Vielleicht ist der Grund simpel und darin zu suchen, dass das schön knapp formuliert ist und jeder ungefähr weiß oder ahnt, was damit gemeint sein könnte? Na ja, egal. Auf der neuen Web-Seite der Initiative heißt es: „Mit dem Hochschulforum Digitalisierung entsteht eine nationale, unabhängige Plattform, die den Dialog über die Digitalisierungspotentiale der deutschen Hochschulen bündelt und moderiert. Im Austausch mit Experten aus Politik, Hochschulpraxis, Wissenschaftsverwaltung, hochschulaffinen Unternehmen und Studierenden sollen die Chancen wahrgenommen werden, die die Digitalisierung der Lehre eröffnet.“ In sechs Arbeitsgruppen werden folgende Themen bearbeitet:
- Neue Geschäftsmodelle, Technologien & LLL (Wie verändern neue Technologien und Kooperationsmodelle die Hochschulwelt in Lehre und Weiterbildung?)
- Internationalisierung & Marketingstrategien (Wie lässt sich die Internationalisierung deutscher Hochschulen und ihre weltweite strategische Positionierung durch Digitalisierung gestalten?)
- Change Management & Organisationsentwicklung (Wie können digitale Bildungsangebote nachhaltig in den Hochschulen verankert werden?)
- Innovationen in Lern- und Prüfungsszenarien (Welche digitalen Lern-Formen und Prüfungskonzepte gibt es und wie können diese sinnvoll in der Hochschullehre eingesetzt werden?)

--

- MATERIAL ERKUNDEN -
**A)** Wozu soll laut dem Text über das Hochschulforum Digitalisierung der Austausch mit Experten dienen? Antworten Sie in ein bis drei Sätzen.
**B)** Schreiben Sie den Text über das Hochschulforum Digitalisierung im Anschluss an seinen letzten Listenpunkt fort.
Die Zeilen weiter unten sind eigenständiges Material und gehören nicht zum Text.

--

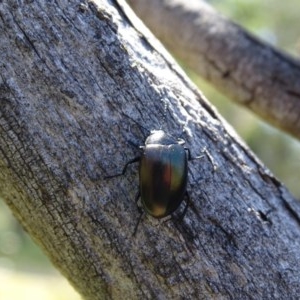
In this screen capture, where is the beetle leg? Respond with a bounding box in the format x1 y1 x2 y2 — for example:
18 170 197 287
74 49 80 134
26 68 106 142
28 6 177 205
105 156 141 179
132 209 144 236
179 191 190 221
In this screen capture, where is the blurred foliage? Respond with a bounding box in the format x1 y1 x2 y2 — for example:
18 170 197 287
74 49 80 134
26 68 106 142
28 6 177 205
0 0 300 300
199 0 300 198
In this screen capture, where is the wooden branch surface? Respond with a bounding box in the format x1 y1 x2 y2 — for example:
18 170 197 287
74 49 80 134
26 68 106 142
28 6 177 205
0 0 300 300
128 0 300 139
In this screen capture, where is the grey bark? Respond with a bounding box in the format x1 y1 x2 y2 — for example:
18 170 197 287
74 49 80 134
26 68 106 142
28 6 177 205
128 0 300 139
0 0 300 300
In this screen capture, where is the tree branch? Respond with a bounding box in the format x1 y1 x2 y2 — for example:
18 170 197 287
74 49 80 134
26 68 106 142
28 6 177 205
0 0 300 300
128 0 300 139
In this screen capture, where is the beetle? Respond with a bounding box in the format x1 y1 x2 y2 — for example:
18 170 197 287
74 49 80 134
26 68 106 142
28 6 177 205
106 130 191 219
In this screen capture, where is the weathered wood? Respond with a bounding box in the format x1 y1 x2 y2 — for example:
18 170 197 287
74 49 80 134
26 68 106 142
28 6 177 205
128 0 300 139
0 0 300 300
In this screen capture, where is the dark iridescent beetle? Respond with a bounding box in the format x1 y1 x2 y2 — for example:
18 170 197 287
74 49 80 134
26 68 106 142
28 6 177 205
107 130 190 227
139 130 189 218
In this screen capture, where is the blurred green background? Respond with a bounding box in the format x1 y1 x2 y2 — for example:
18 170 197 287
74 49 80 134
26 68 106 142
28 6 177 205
0 0 300 300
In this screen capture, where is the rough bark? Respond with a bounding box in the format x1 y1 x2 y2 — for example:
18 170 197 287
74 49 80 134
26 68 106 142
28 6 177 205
0 0 300 300
128 0 300 139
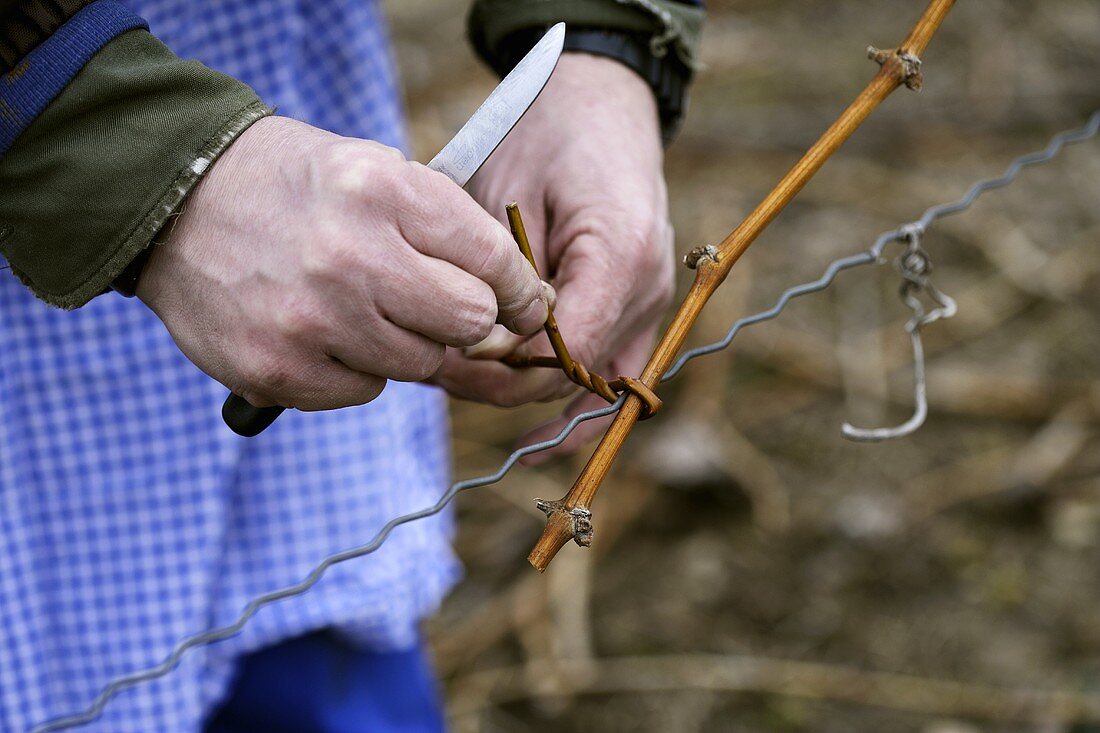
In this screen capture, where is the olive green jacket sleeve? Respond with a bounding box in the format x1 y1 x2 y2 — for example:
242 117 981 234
0 30 271 308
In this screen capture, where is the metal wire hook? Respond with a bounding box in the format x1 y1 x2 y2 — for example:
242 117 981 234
840 226 958 442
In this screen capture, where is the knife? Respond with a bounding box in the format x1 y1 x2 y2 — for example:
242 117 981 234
221 23 565 438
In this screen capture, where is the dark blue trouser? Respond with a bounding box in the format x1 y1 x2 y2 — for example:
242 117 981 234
205 632 444 733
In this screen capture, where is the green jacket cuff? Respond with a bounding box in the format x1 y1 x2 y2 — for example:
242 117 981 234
466 0 706 69
0 30 271 308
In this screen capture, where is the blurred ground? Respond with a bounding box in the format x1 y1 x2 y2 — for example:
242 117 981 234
388 0 1100 733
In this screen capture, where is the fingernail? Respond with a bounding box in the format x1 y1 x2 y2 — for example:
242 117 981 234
542 280 558 309
462 328 512 359
510 293 550 335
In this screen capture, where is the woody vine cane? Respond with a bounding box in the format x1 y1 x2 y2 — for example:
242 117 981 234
506 0 955 571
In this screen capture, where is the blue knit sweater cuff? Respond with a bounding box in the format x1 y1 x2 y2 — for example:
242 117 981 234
0 0 149 155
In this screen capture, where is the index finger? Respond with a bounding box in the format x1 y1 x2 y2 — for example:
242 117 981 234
398 164 550 335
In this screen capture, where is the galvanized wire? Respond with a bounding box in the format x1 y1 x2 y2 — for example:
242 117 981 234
31 110 1100 733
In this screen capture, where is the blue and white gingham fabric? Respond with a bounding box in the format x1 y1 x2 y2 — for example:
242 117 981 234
0 0 459 733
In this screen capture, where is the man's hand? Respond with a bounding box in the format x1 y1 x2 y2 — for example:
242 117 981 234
432 53 673 460
138 118 553 409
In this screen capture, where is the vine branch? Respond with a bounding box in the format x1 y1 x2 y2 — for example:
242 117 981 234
527 0 955 571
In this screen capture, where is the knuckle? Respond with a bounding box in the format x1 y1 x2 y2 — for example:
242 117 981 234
241 357 296 403
394 342 446 382
315 140 405 198
452 293 497 347
273 298 323 343
300 231 365 282
469 232 514 282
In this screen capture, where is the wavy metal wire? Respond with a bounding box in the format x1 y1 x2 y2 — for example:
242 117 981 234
31 110 1100 733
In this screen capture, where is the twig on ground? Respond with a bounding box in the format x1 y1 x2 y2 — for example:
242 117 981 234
451 654 1100 723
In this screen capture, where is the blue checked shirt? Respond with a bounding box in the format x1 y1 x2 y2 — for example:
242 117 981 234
0 0 459 733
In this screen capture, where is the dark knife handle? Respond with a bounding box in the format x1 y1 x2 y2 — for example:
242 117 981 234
221 394 286 438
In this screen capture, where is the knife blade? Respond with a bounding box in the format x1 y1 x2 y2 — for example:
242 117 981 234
221 23 565 438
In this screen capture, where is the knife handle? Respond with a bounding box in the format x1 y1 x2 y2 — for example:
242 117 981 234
221 393 286 438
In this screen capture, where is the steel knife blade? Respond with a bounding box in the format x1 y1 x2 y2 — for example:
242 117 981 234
221 23 565 437
428 23 565 186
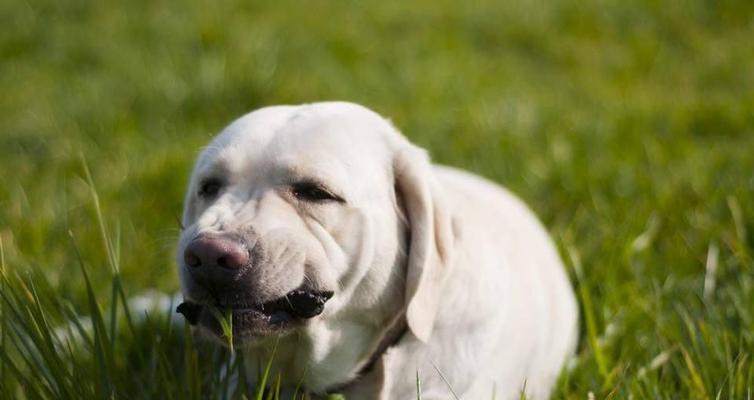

--

- ANTWORTEN JE AUFGABE -
**A)** Im Austausch mit Experten aus Politik, Hochschulpraxis, Wissenschaftsverwaltung, hochschulaffinen Unternehmen und Studierenden sollen die Chancen wahrgenommen werden, die die Digitalisierung der Lehre eröffnet.

**B)**
- Curriculum Design & Qualitätssicherung (Wie können intelligente Lerndesigns in bestehende Studienangebote integriert bzw. neue aufgebaut und deren Qualität gesichert werden?)
- Governance & Policies (Welche Rahmenbedingungen brauchen Hochschulen, um sich im Feld der Digitalisierung zu engagieren, und wie können Reformen und neue Regelungen aussehen, die Hochschulen und Lehrende darin unterstützen, sich stärker digital zu betätigen?)
Ich bin an der Themengruppe „Innovationen in Lern- und Prüfungsszenarien“ beteiligt bzw. werde mich daran beteiligen – in der Hoffnung, dass das nachhaltig etwas bringt, wenn sich gleich mehrere Institutionen zu einer gemeinsamen Aktion zusammenschließen. Letzte Woche war ein zweitägiges Auftakttreffen, das allerdings nur wenige Wochen vorher angekündigt worden war. Leider kollidierte das dann mit dem Haupttreffen unseres BMBF-Projekts zum Einsatz digitaler Medien in der Bildungsarbeit des deutschen Sports. Das konnte (und wollte) ich nicht absagen, sodass ich die Chance verpasst habe, die Design Thinking Academy des Hasso-Plattner-Instituts in Potsdam mal mit eigenen Augen zu sehen und zu erleben, was bei einem „Kreativworkshop“ so alles herauskommt. Immerhin trifft sich die Themengruppe noch einmal separat Anfang Juli – wenn auch nicht inmitten eines so prominenten Ambientes. Das hab ich jetzt halt einfach verpasst … Gerne werde ich in meinem Blog ab und zu berichten, wie sich die Initiative aus meiner persönlichen Perspektive entwickelt. Im Moment bin ich einfach nur neugierig, was aus der „Digitalisierung“ entstehen wird und was sich da gestalten lässt.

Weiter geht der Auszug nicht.